▶ Brief:
Collect every line in the rows below that contains the string "logo", and copy each one in full. Match case exactly.

━━━━

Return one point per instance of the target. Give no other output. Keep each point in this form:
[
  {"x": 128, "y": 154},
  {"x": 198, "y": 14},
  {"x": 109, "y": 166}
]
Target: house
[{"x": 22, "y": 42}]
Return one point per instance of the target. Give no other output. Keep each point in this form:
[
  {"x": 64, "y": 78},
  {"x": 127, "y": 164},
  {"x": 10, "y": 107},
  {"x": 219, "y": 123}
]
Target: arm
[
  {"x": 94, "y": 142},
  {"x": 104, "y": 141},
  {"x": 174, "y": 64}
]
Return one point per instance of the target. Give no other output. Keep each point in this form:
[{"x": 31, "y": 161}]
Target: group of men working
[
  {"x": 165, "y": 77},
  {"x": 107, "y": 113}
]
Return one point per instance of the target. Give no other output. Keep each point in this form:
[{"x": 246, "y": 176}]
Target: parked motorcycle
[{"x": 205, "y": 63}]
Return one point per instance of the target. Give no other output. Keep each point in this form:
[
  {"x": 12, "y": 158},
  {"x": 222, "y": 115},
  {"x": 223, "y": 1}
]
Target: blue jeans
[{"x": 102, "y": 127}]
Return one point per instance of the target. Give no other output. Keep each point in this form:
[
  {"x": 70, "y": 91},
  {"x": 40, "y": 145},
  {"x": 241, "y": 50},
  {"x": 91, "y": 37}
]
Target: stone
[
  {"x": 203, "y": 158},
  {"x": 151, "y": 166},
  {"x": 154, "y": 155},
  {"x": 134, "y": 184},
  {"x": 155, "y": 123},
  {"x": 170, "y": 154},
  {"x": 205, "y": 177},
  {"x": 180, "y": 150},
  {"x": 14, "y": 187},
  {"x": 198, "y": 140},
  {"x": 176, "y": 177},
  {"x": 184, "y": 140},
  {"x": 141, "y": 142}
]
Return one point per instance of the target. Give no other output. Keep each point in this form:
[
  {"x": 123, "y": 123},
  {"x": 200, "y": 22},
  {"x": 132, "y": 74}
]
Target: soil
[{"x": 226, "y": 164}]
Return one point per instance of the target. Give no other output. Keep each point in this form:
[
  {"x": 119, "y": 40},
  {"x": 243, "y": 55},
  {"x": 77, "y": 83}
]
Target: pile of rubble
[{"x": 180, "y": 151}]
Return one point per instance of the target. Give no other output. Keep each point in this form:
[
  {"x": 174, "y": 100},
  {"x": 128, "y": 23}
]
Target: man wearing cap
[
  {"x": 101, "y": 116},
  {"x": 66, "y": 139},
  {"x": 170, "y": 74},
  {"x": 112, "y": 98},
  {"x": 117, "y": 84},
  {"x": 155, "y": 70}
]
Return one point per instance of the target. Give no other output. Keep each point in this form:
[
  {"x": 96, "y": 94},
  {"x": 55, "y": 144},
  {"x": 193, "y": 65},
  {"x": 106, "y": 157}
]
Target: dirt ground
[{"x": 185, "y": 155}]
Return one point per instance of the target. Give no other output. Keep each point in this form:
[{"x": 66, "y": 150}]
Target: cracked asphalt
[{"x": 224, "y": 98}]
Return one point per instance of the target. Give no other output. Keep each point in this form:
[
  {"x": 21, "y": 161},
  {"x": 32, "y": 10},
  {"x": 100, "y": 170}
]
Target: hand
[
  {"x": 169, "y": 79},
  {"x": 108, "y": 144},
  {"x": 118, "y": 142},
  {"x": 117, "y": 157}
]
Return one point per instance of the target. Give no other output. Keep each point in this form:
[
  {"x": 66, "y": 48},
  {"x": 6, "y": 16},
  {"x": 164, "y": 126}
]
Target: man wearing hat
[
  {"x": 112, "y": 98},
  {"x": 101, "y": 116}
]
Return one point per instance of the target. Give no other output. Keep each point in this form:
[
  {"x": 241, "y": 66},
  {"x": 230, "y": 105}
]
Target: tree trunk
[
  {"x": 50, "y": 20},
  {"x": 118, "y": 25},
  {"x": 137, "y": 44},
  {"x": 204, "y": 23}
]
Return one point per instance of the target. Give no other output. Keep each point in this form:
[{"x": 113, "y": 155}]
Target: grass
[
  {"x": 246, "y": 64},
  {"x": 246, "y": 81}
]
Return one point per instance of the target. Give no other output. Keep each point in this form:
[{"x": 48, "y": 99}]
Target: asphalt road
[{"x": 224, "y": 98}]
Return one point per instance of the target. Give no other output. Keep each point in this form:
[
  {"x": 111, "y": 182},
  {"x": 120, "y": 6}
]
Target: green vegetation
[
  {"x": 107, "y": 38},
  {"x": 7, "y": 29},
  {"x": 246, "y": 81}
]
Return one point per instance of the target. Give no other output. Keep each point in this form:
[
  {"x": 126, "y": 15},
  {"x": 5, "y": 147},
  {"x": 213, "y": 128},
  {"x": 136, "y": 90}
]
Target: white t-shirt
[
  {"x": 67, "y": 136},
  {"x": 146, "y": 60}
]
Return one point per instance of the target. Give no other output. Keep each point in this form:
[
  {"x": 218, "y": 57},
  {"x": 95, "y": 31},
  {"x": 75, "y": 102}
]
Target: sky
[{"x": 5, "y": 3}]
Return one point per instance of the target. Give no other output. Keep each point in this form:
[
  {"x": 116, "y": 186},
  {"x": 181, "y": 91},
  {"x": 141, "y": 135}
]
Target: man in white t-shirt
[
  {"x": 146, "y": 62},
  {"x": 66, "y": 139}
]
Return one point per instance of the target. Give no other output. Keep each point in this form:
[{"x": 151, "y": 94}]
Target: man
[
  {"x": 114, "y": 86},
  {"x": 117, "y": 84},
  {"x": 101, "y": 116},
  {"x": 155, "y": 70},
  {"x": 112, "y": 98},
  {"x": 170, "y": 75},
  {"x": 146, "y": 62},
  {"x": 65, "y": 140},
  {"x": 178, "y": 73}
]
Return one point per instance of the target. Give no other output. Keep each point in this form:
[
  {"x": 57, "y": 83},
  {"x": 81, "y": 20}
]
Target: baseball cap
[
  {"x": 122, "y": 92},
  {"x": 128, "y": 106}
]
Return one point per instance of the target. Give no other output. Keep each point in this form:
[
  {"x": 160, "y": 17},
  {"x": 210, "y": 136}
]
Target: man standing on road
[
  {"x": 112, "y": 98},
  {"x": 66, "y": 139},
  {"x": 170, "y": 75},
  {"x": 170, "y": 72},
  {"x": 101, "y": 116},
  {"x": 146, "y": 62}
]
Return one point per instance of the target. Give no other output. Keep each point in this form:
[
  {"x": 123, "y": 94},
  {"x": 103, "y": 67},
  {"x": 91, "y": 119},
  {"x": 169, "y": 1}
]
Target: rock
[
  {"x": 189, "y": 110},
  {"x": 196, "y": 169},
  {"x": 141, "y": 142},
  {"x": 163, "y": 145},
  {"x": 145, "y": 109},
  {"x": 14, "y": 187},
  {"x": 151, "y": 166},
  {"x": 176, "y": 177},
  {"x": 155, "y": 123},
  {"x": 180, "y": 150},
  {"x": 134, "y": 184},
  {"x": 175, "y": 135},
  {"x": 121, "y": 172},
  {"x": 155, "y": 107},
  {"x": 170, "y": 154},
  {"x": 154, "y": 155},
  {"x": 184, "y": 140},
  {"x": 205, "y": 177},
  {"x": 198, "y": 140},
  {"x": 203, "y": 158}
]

━━━━

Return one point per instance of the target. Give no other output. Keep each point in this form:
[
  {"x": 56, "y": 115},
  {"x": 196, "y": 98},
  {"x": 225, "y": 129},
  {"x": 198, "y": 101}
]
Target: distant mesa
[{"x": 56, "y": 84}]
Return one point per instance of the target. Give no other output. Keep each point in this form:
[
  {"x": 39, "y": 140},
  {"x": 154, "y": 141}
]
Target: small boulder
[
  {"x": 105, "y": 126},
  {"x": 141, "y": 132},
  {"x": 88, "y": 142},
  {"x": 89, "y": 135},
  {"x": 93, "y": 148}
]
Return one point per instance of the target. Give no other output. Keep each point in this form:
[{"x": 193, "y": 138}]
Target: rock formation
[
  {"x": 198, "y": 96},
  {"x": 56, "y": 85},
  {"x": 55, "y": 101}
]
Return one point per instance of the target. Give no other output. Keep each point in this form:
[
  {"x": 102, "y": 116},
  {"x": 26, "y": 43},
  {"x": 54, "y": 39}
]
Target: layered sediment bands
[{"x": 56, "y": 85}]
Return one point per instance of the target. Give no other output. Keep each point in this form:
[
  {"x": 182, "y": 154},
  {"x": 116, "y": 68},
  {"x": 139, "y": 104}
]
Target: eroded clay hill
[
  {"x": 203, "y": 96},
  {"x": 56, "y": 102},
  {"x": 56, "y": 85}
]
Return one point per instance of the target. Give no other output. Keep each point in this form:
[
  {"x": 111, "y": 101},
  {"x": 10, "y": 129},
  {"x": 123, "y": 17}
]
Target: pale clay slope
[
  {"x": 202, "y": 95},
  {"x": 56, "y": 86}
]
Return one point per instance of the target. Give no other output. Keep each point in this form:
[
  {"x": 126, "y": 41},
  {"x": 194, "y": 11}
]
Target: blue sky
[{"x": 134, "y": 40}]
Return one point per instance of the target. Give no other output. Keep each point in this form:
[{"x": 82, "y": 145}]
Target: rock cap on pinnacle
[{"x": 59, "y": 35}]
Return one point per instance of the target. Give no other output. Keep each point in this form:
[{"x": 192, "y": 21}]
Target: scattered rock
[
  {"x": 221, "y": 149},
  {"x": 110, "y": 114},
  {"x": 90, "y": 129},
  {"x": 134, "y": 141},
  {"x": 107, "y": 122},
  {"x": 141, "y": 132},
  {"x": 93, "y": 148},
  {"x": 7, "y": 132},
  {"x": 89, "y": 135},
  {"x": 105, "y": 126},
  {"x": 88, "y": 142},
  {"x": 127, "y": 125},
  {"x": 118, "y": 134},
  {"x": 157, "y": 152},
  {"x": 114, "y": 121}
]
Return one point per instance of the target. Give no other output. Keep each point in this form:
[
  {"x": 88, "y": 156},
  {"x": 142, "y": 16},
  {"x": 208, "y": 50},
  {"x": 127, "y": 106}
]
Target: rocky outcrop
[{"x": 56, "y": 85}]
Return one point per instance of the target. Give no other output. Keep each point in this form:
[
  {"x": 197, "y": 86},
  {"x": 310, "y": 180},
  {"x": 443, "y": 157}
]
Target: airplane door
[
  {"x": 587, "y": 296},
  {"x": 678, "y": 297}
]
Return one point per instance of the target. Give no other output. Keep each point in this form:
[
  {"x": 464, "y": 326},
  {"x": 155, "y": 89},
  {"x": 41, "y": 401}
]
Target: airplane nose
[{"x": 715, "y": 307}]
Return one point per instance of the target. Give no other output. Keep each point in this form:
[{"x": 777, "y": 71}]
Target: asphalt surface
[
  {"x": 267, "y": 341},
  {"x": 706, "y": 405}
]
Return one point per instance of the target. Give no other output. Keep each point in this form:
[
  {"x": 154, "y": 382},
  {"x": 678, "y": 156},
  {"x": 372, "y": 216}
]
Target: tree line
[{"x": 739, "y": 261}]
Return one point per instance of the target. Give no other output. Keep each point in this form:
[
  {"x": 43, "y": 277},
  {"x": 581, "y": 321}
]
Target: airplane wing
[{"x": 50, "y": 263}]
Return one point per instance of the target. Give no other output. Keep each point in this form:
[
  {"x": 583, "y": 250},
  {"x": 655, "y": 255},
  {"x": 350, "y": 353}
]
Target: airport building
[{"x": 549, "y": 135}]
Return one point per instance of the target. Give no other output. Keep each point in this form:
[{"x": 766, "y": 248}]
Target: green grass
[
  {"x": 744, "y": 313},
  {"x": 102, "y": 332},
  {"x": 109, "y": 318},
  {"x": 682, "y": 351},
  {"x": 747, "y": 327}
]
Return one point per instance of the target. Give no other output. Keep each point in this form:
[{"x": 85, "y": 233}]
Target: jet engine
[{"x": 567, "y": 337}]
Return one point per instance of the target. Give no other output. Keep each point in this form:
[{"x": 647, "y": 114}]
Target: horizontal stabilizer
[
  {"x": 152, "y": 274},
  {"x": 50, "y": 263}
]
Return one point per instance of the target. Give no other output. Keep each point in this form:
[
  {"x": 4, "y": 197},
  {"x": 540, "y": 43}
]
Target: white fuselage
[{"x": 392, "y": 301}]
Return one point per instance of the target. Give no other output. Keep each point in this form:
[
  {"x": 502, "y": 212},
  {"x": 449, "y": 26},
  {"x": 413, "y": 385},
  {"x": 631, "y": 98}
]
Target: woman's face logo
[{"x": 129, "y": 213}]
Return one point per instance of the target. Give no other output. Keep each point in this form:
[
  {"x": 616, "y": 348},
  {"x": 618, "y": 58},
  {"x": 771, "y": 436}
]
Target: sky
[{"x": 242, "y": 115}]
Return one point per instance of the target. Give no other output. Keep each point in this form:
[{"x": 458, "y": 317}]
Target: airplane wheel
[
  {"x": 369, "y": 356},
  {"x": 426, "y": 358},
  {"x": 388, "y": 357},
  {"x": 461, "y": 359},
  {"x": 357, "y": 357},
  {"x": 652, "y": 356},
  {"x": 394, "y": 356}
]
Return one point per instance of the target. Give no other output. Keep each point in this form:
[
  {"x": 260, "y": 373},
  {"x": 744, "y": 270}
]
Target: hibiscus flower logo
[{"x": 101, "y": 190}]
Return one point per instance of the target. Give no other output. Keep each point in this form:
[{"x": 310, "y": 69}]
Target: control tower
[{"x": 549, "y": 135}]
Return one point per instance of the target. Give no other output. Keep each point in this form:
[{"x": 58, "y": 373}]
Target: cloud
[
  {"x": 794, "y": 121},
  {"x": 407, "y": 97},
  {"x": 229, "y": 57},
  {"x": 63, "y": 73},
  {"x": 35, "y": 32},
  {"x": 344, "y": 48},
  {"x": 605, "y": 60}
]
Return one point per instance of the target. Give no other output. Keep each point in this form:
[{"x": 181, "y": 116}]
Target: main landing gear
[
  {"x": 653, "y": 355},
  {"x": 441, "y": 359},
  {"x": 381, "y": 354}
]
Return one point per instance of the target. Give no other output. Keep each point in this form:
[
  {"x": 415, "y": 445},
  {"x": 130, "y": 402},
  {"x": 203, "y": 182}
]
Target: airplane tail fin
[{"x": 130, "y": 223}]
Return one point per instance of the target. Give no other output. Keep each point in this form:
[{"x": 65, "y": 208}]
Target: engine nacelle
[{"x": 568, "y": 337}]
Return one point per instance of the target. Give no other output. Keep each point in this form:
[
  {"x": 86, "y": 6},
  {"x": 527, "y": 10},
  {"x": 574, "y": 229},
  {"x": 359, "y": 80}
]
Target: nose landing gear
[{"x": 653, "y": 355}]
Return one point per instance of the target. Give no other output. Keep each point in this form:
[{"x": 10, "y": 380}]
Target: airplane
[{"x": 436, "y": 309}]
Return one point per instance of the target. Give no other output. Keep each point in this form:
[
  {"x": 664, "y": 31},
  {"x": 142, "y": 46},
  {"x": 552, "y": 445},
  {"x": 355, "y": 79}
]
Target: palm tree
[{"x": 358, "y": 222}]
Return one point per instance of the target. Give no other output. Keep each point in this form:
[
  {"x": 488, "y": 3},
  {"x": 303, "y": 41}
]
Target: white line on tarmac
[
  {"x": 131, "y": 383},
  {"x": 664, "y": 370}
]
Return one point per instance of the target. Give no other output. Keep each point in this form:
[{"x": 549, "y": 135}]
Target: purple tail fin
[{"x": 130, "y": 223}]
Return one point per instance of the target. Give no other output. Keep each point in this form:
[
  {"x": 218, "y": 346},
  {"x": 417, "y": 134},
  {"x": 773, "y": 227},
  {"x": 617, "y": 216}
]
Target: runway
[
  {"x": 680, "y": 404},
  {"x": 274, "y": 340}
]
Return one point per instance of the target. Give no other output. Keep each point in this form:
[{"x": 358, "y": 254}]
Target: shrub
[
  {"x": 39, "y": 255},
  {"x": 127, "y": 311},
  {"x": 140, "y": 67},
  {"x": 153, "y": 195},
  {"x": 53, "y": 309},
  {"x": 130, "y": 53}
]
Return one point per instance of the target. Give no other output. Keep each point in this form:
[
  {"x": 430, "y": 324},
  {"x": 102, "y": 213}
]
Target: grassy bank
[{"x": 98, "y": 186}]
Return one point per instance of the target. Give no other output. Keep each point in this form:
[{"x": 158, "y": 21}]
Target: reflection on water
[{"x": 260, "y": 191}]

━━━━

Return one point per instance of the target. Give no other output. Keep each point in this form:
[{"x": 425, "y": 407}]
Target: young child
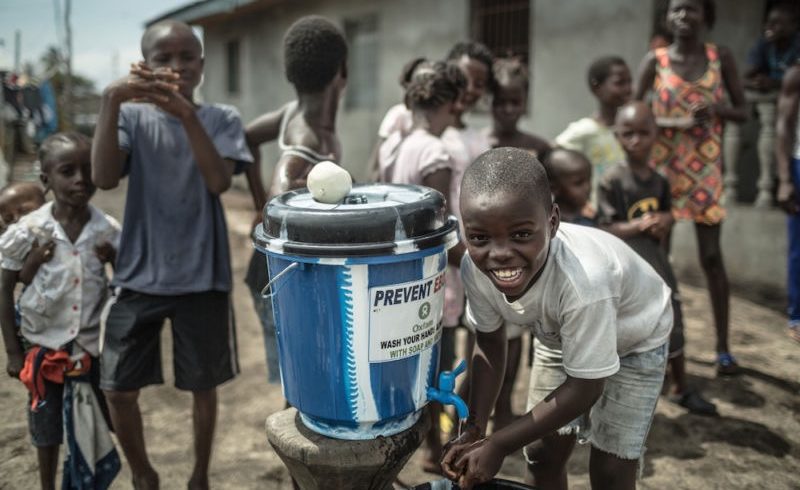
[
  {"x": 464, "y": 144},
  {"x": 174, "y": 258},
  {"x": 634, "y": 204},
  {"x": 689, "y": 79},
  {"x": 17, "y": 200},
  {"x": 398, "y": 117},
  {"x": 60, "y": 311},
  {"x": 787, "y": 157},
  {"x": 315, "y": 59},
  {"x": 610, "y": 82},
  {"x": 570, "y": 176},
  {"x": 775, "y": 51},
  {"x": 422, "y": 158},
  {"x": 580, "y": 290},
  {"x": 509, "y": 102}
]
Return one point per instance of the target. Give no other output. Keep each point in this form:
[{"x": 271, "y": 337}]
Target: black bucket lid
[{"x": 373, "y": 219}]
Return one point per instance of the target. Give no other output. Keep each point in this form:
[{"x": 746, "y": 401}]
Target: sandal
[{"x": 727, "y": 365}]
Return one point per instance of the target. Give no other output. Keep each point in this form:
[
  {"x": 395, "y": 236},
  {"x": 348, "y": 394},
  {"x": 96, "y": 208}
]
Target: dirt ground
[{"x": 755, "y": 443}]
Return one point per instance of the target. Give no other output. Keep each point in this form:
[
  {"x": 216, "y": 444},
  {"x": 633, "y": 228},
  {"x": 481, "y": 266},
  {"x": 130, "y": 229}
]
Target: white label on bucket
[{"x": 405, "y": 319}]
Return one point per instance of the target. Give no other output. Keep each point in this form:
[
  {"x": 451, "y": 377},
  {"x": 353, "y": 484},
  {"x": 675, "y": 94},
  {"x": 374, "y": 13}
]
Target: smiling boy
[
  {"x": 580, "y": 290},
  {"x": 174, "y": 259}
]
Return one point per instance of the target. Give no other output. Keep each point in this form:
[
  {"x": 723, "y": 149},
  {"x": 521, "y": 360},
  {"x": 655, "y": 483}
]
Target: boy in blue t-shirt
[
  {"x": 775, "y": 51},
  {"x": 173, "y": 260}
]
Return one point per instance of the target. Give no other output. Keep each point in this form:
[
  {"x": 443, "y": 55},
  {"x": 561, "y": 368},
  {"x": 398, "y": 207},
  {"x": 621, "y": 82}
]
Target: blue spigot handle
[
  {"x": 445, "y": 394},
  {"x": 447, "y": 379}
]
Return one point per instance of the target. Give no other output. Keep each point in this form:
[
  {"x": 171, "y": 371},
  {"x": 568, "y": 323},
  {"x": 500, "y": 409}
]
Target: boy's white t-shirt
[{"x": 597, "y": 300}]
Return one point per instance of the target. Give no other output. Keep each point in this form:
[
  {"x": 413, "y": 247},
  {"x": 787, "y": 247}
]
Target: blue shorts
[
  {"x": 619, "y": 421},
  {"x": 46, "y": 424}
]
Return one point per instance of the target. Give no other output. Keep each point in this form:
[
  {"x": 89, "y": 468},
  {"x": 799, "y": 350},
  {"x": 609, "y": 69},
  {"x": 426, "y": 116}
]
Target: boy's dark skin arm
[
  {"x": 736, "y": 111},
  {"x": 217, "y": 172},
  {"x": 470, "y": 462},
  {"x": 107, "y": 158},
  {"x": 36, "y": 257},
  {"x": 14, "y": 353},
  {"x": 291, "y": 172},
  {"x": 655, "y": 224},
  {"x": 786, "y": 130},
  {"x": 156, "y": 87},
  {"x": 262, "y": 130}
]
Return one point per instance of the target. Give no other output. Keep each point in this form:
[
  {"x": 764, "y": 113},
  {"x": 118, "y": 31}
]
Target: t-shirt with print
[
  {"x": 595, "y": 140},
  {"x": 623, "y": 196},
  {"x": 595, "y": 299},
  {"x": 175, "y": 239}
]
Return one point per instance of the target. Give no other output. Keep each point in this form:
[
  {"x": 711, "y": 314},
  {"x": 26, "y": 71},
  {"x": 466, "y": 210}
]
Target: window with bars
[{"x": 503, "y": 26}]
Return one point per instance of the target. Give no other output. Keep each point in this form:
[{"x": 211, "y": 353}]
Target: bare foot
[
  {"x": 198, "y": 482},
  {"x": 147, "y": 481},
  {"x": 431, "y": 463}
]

━━━━

▶ Result of this exercise:
Target: woman's face logo
Target: hibiscus flower logo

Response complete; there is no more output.